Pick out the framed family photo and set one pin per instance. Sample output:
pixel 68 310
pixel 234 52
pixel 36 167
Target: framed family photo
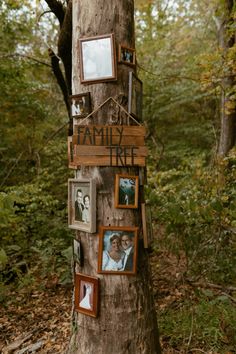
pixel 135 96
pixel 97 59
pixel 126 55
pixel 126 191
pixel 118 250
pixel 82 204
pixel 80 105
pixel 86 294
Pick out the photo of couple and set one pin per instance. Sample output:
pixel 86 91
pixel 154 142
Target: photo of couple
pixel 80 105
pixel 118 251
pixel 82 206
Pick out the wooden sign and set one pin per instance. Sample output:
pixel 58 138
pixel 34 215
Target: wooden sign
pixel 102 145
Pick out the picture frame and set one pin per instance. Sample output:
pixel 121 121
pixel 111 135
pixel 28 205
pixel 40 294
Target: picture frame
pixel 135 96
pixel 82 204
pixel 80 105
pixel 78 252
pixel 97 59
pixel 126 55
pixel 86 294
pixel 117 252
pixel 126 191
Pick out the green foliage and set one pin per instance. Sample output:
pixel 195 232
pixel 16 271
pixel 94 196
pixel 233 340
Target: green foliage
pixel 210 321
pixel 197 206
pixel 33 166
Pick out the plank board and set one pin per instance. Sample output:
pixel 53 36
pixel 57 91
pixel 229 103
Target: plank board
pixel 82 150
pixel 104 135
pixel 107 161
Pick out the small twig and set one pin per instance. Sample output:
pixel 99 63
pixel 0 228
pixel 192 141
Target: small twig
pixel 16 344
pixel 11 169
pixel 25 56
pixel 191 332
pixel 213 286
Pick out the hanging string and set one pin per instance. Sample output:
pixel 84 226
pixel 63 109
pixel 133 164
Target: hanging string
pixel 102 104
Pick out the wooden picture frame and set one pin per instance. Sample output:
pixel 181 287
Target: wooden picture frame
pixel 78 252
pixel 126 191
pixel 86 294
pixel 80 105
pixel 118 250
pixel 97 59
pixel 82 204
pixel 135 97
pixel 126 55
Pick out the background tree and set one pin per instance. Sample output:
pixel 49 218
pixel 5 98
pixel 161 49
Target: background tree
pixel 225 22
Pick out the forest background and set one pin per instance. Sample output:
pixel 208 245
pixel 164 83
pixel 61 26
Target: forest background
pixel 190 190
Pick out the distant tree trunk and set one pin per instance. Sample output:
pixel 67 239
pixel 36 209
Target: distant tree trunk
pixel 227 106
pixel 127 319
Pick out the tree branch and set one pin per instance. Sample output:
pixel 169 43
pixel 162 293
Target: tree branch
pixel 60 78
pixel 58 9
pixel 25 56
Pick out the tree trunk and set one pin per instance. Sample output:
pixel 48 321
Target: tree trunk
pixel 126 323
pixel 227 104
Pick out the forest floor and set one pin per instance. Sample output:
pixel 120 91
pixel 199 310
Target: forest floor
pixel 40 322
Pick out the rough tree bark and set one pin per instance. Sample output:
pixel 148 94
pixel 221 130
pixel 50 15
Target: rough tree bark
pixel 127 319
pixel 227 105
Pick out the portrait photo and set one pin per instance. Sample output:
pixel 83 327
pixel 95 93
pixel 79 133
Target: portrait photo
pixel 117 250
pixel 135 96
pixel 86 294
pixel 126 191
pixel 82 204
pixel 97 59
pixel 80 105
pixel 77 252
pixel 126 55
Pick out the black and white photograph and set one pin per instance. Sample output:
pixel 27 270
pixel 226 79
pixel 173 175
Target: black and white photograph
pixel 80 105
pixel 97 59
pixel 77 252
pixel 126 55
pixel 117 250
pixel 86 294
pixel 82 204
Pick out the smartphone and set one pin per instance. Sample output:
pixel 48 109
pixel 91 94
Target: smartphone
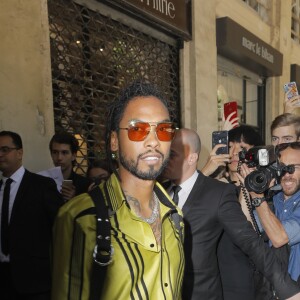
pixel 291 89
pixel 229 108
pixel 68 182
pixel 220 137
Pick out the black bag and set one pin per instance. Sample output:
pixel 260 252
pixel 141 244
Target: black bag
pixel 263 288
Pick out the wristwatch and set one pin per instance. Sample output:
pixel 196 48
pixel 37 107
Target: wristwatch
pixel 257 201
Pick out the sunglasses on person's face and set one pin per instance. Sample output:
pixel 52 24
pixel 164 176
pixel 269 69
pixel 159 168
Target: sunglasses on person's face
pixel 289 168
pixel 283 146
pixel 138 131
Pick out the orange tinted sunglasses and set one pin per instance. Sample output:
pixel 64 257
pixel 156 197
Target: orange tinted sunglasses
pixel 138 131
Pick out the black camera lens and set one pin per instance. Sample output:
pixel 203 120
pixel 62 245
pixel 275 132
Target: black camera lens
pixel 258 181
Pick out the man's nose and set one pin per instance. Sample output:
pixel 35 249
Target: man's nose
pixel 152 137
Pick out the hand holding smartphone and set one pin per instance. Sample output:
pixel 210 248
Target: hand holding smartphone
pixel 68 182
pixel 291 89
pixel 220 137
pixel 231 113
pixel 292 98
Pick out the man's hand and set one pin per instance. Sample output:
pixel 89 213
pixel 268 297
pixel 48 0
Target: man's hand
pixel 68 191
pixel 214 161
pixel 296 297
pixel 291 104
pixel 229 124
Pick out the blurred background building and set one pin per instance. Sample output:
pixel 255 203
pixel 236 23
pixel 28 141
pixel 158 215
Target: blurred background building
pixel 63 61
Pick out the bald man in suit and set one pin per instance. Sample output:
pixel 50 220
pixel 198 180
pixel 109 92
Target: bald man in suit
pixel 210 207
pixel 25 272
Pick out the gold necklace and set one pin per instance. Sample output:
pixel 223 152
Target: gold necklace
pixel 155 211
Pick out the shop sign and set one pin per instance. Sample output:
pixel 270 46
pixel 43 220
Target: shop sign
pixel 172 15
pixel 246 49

---

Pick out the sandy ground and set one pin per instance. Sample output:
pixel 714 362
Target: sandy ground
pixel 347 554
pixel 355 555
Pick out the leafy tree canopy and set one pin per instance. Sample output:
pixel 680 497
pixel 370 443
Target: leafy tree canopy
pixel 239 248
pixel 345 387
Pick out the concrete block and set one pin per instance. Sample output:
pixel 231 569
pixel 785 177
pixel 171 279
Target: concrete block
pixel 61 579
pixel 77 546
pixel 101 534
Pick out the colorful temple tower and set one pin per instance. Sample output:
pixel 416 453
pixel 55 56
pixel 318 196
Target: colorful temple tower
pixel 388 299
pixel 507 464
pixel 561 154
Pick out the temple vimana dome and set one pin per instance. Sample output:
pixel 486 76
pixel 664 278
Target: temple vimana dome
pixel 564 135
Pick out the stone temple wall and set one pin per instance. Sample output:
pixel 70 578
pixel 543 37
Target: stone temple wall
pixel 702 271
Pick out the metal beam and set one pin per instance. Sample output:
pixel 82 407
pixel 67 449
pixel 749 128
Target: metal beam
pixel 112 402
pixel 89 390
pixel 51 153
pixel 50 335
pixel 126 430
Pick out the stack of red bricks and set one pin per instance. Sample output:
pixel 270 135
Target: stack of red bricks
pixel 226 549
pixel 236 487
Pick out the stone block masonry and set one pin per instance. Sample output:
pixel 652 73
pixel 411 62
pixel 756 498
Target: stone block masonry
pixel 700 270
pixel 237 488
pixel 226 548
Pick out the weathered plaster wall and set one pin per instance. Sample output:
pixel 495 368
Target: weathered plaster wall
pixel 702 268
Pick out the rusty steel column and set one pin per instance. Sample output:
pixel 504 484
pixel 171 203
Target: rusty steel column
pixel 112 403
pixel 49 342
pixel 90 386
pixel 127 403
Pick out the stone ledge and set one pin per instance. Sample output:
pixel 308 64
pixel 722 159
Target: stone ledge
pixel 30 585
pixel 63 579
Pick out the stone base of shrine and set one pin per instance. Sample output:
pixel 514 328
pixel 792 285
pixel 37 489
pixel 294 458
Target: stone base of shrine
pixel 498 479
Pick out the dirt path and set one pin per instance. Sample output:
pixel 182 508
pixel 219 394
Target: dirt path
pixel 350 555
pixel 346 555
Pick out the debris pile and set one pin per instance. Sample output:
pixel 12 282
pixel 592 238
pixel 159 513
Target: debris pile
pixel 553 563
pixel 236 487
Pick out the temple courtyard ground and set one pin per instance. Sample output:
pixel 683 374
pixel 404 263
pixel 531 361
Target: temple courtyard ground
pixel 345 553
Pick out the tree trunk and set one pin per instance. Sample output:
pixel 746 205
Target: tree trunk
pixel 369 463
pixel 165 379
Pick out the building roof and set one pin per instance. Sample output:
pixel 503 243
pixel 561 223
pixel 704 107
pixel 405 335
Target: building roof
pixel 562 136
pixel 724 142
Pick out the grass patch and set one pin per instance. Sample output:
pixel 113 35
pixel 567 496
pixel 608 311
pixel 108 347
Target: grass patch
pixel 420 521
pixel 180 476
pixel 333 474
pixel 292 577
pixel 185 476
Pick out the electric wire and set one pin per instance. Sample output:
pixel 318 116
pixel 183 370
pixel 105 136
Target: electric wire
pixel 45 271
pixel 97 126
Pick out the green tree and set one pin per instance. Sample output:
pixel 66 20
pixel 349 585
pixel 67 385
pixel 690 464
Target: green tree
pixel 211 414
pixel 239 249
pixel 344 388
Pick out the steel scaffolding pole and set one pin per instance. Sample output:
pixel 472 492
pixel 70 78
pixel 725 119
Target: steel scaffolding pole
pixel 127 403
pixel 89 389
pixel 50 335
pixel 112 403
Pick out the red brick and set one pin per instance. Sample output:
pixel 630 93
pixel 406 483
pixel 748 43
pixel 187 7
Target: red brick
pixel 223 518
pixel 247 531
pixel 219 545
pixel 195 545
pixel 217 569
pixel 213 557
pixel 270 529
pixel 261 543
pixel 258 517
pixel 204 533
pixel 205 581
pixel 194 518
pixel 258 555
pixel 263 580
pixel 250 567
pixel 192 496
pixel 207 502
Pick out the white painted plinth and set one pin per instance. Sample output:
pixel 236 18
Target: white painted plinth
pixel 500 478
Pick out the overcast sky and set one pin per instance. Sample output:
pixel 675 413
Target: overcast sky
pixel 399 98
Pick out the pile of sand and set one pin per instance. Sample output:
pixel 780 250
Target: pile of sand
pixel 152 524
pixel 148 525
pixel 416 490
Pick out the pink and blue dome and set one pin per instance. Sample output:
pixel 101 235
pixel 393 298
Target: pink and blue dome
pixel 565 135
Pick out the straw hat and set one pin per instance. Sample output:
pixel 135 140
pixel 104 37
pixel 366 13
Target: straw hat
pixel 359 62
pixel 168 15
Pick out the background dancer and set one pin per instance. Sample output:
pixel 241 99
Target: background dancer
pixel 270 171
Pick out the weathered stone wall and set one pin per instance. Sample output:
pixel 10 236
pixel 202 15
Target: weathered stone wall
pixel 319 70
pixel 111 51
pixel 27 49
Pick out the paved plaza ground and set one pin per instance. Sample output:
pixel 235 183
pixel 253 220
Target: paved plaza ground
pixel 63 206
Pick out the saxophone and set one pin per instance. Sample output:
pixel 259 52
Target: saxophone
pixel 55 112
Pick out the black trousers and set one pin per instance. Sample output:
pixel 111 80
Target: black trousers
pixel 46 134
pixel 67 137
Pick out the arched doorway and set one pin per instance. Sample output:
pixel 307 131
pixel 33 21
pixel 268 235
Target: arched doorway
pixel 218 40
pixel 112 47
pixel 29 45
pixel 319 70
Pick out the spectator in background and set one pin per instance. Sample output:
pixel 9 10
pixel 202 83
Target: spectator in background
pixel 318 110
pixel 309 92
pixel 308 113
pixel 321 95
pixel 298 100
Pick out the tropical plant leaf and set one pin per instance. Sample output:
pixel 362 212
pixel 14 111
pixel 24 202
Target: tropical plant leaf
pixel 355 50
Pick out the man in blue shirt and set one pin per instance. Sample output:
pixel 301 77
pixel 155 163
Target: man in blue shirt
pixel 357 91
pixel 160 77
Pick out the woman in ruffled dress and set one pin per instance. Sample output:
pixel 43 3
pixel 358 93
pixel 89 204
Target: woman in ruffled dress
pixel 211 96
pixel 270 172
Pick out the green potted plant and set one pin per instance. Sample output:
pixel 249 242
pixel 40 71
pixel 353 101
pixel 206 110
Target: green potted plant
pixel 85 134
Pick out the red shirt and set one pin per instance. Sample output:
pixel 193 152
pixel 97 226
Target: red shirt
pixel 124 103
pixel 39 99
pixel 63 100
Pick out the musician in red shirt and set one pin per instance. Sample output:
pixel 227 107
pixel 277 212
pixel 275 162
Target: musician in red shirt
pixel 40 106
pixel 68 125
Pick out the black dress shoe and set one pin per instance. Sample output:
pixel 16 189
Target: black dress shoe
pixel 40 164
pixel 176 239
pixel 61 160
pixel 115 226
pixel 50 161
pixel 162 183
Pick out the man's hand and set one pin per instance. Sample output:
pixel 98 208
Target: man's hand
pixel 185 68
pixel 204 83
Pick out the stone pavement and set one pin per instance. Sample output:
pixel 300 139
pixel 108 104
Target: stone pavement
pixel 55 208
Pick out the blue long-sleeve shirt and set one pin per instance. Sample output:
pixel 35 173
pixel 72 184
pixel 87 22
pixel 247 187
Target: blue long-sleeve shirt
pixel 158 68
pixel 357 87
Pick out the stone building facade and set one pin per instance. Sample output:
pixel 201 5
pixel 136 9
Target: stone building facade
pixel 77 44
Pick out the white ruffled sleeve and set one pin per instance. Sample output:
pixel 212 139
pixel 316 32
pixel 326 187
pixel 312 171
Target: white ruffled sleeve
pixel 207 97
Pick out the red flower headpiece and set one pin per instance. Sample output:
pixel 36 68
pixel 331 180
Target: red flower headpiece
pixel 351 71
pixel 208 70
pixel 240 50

Requirements:
Identify every line in the items above that contains the string "block", and copy each of those lines.

Written reply:
Pick out the concrete block and set one pin per instance. Sample output:
Target: concrete block
Pick out the stone block masonry and set one pin per instance. Sample output:
Target: stone block masonry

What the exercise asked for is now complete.